Work to be completed: Copy out, word for word, the lines of the entries below starting with the line containing "The <instance> blocks" and ending with the line containing "positive clicks: (975, 1119)", including both of those lines.

Record extracts:
********

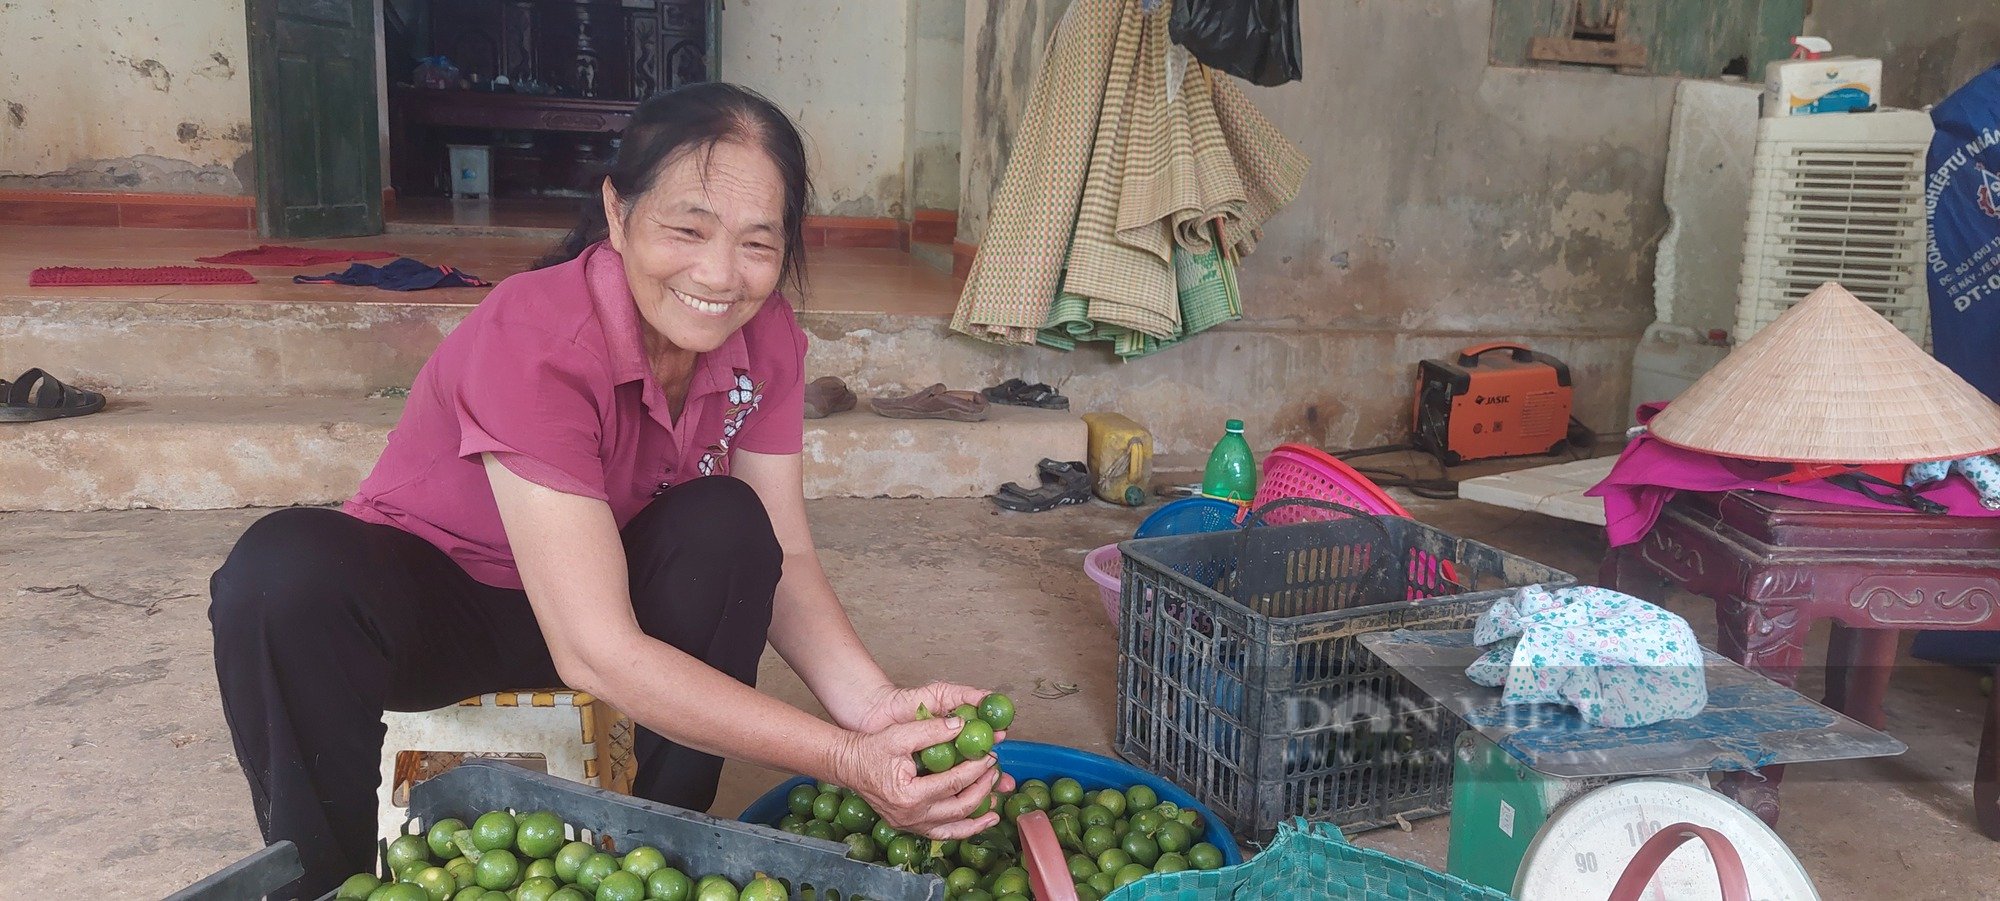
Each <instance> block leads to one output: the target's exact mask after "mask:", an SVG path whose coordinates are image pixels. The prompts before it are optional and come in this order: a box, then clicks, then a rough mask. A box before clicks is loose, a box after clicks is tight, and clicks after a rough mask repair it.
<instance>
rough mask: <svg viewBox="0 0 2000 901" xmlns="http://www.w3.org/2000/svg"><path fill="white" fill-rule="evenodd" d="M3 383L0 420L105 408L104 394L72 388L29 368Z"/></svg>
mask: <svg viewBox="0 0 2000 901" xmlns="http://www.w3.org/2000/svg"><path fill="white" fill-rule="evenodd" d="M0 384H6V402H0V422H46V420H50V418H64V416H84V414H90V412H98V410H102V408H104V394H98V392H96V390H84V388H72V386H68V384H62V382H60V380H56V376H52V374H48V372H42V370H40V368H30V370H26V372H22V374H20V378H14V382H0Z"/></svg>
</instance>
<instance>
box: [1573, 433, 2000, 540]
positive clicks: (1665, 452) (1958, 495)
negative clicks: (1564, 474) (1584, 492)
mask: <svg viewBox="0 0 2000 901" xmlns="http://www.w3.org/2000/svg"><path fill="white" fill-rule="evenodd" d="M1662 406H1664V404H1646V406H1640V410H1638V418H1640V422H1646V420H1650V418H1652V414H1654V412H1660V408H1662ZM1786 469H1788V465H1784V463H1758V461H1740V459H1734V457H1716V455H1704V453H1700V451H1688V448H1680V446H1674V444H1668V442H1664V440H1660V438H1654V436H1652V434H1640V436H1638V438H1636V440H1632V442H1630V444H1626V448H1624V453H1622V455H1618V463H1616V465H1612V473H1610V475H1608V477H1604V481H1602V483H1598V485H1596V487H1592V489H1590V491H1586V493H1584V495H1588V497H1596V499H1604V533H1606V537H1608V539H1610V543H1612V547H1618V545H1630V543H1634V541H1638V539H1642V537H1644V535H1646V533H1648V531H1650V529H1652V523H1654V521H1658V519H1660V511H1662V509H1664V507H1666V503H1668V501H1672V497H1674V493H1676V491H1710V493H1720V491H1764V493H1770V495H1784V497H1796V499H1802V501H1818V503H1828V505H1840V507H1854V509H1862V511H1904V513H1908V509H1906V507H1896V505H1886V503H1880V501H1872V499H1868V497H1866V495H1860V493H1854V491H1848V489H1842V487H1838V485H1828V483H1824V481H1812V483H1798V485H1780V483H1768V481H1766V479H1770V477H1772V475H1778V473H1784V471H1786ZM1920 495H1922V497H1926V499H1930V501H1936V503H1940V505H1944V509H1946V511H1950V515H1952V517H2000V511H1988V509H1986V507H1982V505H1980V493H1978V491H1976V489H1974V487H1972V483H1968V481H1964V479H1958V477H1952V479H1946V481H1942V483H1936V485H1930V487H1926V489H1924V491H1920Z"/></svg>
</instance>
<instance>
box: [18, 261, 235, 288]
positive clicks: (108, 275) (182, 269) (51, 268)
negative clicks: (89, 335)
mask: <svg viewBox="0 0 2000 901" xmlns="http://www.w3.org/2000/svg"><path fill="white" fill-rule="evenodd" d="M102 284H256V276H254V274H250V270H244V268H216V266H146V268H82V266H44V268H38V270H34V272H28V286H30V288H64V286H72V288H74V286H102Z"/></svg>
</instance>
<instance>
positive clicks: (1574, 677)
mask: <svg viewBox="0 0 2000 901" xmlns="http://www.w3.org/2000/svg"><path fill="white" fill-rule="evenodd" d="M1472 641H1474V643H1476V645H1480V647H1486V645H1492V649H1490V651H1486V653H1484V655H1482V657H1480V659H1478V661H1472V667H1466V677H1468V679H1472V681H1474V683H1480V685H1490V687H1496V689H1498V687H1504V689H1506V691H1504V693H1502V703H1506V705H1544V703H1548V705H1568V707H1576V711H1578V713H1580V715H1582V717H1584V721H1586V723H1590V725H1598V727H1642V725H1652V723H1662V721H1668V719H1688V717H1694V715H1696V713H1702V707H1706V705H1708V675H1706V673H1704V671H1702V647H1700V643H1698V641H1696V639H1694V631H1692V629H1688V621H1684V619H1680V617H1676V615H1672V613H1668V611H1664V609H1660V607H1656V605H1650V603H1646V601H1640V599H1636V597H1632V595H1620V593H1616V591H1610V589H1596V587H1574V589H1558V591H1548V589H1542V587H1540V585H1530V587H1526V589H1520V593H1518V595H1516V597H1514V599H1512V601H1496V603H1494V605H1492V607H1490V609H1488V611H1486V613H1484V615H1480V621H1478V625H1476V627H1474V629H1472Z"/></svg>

********

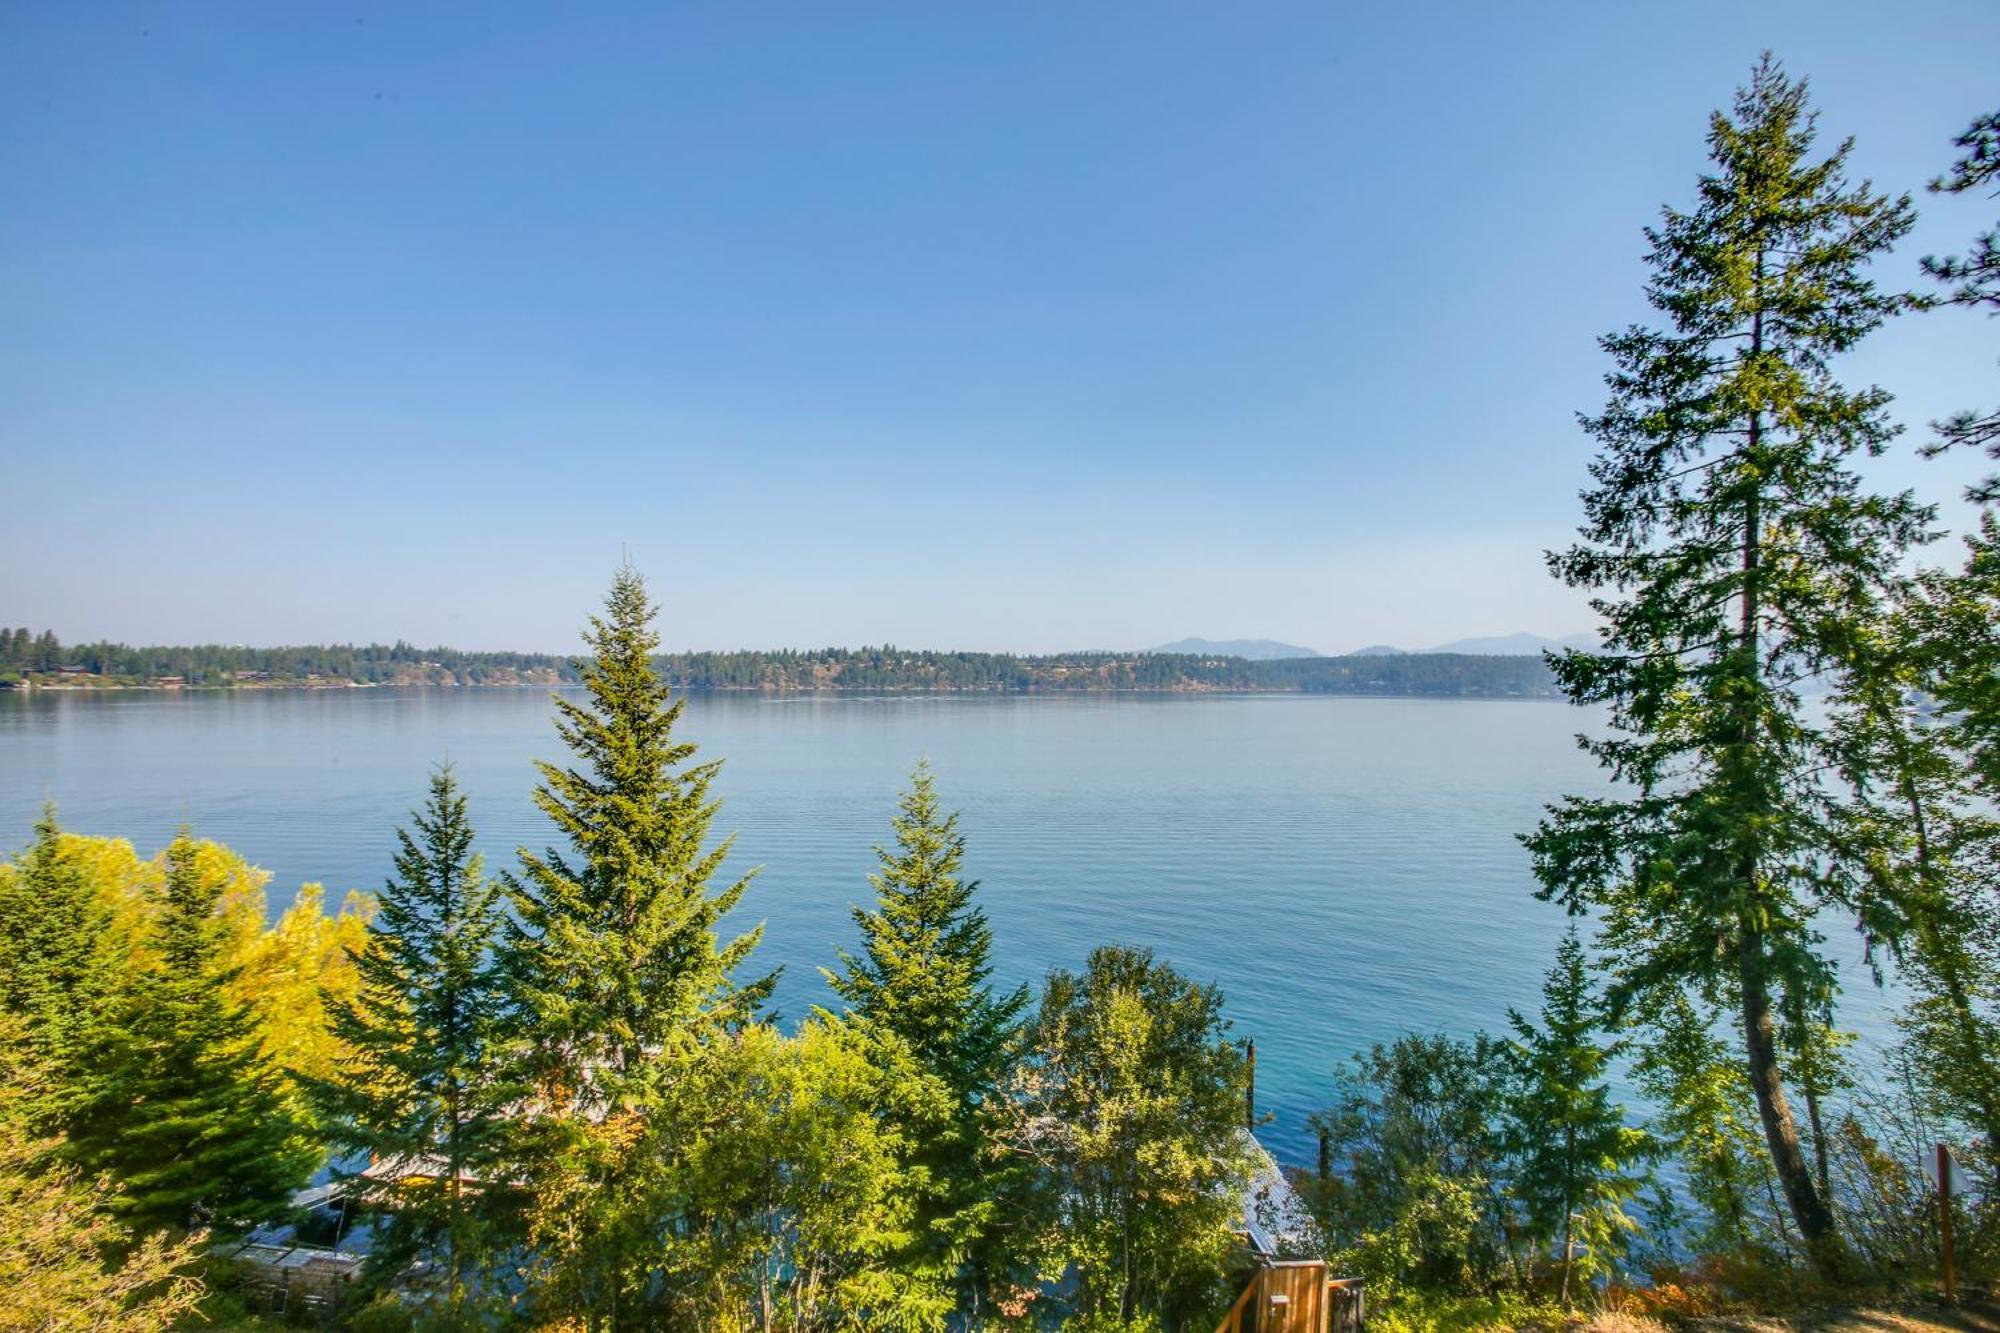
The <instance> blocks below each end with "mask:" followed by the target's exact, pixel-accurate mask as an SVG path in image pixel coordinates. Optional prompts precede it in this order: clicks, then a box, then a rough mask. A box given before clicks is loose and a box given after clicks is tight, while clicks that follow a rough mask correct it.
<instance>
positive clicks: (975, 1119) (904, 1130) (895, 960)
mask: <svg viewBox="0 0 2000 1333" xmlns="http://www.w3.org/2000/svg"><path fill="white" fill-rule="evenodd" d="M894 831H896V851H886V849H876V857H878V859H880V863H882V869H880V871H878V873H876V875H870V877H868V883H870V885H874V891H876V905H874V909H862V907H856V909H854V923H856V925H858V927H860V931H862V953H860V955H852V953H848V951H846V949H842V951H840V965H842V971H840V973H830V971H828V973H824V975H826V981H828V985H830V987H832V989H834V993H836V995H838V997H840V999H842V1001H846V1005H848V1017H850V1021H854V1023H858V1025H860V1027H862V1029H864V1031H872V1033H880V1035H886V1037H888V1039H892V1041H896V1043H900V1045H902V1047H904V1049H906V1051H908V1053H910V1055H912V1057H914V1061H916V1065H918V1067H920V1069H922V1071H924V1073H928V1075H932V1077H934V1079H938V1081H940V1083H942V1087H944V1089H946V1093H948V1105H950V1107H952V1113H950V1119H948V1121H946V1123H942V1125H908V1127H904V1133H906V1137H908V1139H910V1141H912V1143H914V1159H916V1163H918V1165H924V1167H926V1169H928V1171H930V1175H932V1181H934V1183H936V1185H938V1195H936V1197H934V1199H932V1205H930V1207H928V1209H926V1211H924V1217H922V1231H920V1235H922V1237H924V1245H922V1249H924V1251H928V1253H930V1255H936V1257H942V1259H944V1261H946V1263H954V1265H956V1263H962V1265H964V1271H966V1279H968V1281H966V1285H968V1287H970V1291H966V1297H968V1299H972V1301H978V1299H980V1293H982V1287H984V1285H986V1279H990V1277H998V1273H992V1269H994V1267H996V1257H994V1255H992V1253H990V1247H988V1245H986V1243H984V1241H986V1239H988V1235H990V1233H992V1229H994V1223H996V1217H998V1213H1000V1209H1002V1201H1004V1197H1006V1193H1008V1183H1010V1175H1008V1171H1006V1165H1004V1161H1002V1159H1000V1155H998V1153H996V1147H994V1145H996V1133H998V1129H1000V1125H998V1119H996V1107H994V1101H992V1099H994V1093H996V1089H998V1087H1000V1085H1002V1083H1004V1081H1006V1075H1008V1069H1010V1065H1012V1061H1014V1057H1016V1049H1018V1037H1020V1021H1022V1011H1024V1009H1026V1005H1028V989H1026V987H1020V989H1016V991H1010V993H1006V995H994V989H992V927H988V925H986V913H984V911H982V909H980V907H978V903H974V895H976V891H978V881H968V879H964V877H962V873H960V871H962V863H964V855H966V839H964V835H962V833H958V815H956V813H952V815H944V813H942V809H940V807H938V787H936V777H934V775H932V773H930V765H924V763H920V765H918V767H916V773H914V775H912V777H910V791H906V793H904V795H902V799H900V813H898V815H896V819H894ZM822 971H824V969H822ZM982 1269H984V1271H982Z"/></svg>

********

Written reply:
The <instance> blocks below each end with "mask:" followed by the target's exact, pixel-accurate mask as an SVG path in image pixel coordinates. Optional prompts precede it in this order: clicks, then a box, then a rough mask. A box given before clicks is loose and a box given after clicks is tight, while clicks that follow a rough mask correct it.
<instance>
positive clicks: (975, 1119) (904, 1130) (895, 960)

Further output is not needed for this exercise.